▸ **Problem details**
Extract all of the lines below verbatim, leaving the pictures out of your answer.

▽

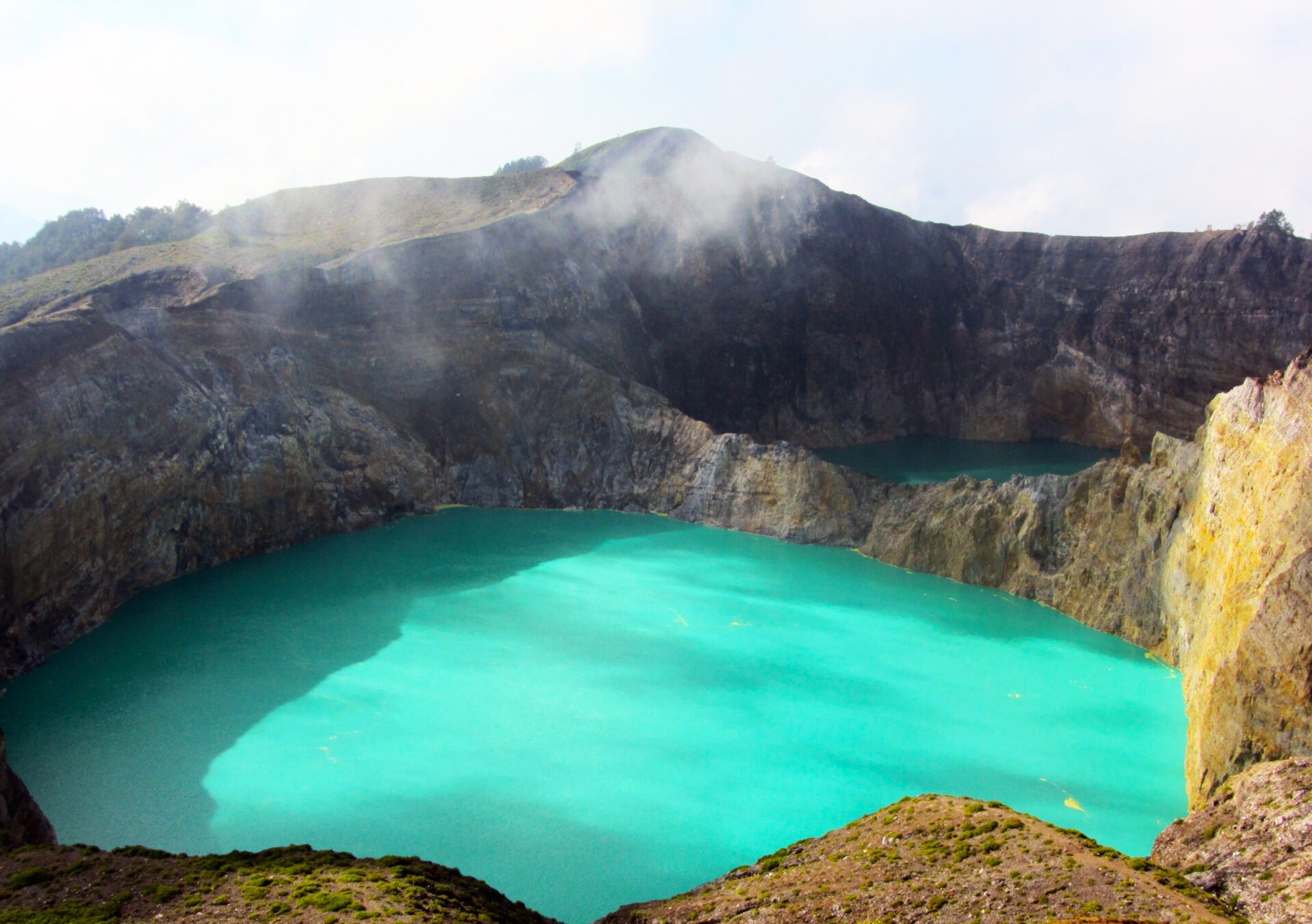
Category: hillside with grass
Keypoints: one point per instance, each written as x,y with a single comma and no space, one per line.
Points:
296,228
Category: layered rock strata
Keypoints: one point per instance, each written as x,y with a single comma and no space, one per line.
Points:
560,341
1250,844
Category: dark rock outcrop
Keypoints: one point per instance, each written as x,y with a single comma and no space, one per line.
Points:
560,339
1250,844
21,819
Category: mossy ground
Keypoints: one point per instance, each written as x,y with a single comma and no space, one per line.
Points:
80,885
298,228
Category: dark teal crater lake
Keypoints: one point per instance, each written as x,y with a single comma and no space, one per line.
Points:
916,460
581,708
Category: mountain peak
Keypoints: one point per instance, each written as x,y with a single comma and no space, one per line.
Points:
650,151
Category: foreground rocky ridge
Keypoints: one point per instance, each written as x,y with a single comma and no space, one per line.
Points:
940,859
560,345
80,885
926,859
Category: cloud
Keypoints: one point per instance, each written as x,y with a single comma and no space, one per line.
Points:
869,146
1023,208
224,101
1109,118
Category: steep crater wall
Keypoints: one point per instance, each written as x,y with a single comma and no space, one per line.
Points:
568,357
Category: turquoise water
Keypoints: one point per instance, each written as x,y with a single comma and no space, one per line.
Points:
581,708
916,460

△

▸ **Written answer**
Category: hillside with grass
Keypoints: one point per instance, each written as x,y with a single comma and no space, one per line.
Points:
296,228
Category: layered rock strata
Keypoints: one point per instance, each written as x,y with a single comma and no space, one per line.
Points:
560,341
1250,844
Category: dark rock outcrop
Keypoints: one point per instance, each written as x,y with a single comma and no space, one per line.
Points:
560,339
1250,844
21,819
Category: mossy ground
Keypoints: one point per instance, each written as x,y with a single comma and no space, one per line.
Points:
80,885
298,228
Category: dark teal crater lake
Keypoints: one point per instance, each written as x,y with a single comma and no space, one per line.
Points:
916,460
581,708
Category: mountain peak
Keypoints: one point per instance, each written as x,y with a single comma and no space, one per line.
Points:
650,151
Category: foreground rocky ridge
Keypoints: one point per instance, each written as x,y with a single comma and no space, one per line.
Points:
940,859
560,345
80,885
926,859
Category: cloud
Keypoints: one point per instance, each written as x,y with a single comma and no space, one per line.
Points:
869,146
1023,208
224,101
1109,118
Category: steep crater wall
Keypoints: one point per instance, each written as x,y with a single comma and no space, one per line.
Points:
568,357
Category: turquoise water
Keypoints: one point per instance, each written as x,y with a single comma and no space, one per line.
Points:
581,708
916,460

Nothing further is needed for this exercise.